Problem: Gather every line of the items below that contains the string "short", matching case exactly.

[Shape annotation entries]
_ _ _

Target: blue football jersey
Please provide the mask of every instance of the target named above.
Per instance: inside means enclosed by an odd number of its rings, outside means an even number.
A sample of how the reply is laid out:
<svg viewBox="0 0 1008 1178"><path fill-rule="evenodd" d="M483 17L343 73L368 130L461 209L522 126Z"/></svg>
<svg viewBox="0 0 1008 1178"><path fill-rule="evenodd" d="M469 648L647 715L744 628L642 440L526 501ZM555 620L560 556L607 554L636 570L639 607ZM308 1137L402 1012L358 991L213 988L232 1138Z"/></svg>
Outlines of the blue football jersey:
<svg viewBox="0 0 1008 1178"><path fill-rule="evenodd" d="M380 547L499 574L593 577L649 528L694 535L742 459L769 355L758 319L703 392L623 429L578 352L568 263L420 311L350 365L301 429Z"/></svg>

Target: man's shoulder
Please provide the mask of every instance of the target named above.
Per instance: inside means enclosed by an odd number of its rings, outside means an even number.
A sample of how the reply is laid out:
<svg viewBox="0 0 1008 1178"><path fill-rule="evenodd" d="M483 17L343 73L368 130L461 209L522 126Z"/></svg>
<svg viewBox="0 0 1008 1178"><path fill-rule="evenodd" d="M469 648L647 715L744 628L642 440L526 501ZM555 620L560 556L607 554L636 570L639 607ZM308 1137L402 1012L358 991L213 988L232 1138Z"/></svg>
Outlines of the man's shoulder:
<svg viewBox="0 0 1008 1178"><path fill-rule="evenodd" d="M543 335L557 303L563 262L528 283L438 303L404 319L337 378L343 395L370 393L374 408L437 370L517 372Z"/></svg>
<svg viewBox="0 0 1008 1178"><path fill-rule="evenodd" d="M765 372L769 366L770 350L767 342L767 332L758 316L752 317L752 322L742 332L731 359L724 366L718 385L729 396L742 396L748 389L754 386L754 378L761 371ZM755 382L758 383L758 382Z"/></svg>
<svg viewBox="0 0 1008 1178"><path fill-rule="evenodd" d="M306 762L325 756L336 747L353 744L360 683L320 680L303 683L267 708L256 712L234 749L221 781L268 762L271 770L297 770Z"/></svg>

_ _ _

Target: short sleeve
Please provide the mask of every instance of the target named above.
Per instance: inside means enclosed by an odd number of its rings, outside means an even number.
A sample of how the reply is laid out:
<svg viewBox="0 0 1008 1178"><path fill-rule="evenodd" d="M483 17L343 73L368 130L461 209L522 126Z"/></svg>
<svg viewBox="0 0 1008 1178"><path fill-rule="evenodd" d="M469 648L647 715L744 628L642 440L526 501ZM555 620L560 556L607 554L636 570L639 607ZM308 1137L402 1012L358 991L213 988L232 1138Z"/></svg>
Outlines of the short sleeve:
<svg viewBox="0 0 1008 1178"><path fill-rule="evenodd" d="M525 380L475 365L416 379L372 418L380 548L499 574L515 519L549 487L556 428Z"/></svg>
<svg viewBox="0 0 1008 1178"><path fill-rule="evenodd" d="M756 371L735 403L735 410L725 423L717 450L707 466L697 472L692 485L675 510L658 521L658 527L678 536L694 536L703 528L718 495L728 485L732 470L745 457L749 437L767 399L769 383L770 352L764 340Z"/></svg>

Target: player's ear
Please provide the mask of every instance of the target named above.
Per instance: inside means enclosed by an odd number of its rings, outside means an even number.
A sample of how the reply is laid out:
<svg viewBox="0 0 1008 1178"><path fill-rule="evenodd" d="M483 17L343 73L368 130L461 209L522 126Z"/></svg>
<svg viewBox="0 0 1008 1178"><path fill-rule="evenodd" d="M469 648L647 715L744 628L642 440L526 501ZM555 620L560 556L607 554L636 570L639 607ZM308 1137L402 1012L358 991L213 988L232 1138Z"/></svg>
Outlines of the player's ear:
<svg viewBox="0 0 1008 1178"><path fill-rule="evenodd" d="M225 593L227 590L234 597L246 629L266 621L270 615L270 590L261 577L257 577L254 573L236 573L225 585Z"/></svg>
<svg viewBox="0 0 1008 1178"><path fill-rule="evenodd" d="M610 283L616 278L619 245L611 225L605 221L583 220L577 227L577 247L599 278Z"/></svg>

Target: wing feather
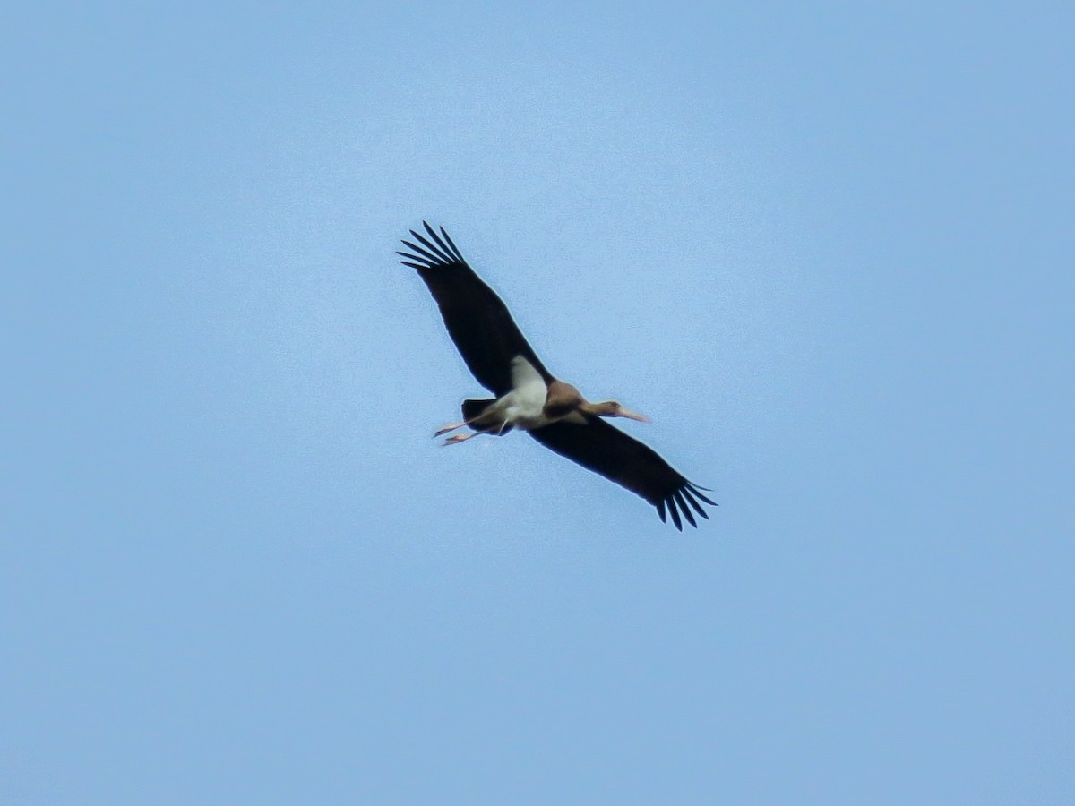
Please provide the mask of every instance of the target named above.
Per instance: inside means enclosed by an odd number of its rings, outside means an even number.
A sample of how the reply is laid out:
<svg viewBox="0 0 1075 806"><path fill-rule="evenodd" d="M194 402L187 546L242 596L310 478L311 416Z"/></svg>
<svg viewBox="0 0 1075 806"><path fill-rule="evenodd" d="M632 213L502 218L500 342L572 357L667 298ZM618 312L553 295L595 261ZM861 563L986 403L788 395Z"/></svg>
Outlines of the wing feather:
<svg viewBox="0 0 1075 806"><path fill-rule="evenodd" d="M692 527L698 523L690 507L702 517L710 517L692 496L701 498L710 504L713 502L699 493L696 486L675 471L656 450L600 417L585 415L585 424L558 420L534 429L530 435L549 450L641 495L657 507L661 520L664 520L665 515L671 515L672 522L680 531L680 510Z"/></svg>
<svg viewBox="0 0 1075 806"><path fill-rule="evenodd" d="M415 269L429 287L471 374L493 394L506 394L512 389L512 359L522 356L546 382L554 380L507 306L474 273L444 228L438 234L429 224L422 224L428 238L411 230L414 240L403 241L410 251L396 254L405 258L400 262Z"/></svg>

_ _ _

Exercise result:
Target: short sleeve
Outlines of the short sleeve:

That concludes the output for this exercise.